+++ EXTRACTED INFORMATION +++
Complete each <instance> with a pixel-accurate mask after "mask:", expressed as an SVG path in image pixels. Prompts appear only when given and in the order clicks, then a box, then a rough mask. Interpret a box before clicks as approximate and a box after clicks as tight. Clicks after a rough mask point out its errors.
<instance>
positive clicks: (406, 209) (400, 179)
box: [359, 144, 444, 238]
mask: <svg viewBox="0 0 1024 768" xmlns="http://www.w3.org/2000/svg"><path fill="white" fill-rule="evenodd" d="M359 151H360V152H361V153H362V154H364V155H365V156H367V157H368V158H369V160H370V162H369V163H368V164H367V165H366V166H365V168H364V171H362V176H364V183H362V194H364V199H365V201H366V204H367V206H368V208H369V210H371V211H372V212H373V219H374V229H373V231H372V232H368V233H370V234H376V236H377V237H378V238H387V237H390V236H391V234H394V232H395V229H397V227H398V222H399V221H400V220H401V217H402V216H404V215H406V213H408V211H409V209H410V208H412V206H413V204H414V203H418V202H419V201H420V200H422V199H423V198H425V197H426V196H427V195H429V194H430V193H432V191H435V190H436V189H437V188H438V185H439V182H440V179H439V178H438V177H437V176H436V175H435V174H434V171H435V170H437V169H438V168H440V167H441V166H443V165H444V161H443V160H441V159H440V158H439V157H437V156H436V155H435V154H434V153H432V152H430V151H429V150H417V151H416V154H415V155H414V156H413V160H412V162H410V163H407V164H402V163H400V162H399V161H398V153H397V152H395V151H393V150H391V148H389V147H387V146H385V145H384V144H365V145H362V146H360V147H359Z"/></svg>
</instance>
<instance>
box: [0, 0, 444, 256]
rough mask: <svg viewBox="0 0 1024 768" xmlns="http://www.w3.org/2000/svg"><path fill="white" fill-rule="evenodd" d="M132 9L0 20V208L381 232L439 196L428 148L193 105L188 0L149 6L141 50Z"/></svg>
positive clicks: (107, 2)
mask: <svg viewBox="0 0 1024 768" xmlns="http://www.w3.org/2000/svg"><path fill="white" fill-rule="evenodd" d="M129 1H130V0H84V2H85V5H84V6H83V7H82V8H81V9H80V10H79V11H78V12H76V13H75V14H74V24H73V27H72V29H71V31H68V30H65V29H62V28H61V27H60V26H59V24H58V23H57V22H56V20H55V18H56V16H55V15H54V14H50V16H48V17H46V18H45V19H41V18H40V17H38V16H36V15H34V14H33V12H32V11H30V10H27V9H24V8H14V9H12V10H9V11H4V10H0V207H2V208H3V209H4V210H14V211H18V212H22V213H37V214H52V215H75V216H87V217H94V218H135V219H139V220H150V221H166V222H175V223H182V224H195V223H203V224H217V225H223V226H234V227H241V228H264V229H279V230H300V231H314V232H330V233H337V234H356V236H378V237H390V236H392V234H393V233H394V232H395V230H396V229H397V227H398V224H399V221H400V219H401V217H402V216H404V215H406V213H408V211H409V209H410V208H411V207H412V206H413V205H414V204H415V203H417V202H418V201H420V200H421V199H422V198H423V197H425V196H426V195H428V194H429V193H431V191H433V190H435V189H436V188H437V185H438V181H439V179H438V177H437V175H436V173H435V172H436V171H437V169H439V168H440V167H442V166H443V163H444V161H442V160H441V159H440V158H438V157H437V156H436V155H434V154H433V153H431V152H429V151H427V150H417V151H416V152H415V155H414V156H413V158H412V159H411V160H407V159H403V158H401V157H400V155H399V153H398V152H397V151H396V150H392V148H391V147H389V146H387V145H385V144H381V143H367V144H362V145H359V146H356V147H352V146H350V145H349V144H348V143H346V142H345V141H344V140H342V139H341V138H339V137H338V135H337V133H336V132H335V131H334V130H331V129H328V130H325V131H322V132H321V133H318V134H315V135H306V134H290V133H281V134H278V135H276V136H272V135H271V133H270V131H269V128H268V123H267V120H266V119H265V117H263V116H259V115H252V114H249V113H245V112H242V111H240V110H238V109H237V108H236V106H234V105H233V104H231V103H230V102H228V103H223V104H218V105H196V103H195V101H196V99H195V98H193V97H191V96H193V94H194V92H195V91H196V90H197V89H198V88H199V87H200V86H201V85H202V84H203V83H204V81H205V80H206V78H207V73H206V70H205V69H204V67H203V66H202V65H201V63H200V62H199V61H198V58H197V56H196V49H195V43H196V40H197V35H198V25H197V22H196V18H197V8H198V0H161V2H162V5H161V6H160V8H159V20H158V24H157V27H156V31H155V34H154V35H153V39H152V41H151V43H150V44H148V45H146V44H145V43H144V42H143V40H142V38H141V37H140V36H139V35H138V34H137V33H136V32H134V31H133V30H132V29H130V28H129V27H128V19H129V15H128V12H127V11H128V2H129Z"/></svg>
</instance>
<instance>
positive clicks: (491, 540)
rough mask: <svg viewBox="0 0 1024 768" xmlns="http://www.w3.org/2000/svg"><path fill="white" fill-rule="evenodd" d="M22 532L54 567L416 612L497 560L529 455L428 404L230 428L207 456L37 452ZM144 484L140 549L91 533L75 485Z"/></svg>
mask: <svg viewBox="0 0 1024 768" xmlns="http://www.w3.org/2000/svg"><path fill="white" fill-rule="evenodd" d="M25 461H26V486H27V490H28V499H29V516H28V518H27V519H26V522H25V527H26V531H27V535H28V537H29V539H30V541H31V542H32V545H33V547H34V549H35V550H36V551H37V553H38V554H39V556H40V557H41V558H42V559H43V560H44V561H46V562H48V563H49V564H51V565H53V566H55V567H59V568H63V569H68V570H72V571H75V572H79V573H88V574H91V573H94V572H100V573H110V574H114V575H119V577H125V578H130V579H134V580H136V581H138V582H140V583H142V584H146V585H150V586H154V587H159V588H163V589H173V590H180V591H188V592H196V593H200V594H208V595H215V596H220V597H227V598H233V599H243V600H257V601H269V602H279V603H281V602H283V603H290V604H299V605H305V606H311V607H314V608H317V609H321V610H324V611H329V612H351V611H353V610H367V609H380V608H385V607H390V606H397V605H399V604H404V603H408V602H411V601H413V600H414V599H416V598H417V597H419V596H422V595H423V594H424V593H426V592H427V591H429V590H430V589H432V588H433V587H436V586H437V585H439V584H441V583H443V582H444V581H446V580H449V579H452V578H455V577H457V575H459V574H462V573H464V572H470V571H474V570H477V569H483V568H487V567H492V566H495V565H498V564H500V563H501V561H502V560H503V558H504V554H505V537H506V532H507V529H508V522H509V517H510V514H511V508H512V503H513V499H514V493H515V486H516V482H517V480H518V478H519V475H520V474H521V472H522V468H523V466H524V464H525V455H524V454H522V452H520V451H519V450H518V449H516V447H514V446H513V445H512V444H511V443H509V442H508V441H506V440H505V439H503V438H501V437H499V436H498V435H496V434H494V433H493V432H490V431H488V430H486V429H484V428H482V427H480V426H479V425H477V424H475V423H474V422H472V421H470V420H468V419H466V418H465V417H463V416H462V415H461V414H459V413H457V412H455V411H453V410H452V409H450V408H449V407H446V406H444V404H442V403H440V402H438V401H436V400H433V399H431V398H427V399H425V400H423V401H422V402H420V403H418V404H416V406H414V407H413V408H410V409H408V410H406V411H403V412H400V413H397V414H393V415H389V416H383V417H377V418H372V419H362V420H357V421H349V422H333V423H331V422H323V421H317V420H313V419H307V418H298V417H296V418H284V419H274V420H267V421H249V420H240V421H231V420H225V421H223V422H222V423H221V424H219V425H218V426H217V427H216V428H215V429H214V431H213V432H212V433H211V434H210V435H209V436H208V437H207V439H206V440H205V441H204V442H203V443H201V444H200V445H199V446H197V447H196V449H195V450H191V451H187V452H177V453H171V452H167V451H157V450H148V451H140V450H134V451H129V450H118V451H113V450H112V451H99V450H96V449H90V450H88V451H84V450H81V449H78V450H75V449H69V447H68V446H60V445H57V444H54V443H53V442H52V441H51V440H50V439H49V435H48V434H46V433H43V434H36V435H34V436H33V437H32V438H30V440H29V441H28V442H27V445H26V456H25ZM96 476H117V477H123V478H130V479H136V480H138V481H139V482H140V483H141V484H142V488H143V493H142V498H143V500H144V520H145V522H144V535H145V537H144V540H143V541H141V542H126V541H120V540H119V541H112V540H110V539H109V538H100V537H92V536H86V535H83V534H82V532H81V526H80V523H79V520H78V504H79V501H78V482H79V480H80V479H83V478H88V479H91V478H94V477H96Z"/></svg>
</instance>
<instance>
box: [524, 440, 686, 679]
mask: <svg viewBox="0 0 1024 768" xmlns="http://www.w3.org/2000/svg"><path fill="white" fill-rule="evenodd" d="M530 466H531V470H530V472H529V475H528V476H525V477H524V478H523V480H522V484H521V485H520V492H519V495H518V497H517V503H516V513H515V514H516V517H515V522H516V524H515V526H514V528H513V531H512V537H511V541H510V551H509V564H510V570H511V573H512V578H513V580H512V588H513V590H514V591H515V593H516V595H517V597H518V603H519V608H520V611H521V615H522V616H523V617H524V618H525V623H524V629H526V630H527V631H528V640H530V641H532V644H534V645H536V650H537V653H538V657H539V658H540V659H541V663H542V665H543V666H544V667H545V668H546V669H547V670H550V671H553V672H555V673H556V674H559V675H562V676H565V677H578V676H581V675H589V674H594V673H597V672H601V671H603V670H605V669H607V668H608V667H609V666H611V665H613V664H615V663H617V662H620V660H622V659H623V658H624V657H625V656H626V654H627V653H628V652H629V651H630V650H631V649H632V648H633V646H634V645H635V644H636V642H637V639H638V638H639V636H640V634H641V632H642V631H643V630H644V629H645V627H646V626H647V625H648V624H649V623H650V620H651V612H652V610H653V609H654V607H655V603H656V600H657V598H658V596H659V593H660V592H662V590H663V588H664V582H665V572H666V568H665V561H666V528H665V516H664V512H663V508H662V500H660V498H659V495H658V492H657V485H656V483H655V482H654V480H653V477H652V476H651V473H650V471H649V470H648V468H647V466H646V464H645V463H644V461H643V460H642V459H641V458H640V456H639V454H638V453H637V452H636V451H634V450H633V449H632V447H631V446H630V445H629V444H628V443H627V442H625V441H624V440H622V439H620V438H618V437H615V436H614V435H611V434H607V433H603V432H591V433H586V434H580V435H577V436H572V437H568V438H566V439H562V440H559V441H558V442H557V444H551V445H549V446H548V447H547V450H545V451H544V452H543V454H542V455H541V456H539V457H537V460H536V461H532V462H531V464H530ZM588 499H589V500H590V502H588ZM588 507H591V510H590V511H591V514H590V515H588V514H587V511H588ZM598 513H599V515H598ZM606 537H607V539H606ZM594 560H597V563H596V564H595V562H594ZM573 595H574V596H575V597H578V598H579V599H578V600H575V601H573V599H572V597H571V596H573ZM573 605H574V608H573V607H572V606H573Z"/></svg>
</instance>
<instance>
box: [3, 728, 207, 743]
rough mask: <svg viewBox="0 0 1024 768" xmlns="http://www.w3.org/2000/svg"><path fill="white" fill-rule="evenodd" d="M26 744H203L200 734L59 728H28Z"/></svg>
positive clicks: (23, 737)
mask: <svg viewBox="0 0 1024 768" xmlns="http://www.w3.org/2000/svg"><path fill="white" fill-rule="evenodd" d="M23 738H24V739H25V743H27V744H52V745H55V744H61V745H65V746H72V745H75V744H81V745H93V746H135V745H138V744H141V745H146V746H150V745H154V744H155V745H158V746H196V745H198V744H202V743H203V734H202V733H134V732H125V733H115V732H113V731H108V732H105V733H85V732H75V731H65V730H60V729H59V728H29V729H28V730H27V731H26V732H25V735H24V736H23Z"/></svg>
+++
▸ WORK ORDER:
Please count the lines in the items above that contain the string "clicks", treating case as significant. Give only the number.

▸ FINISHED TASK:
5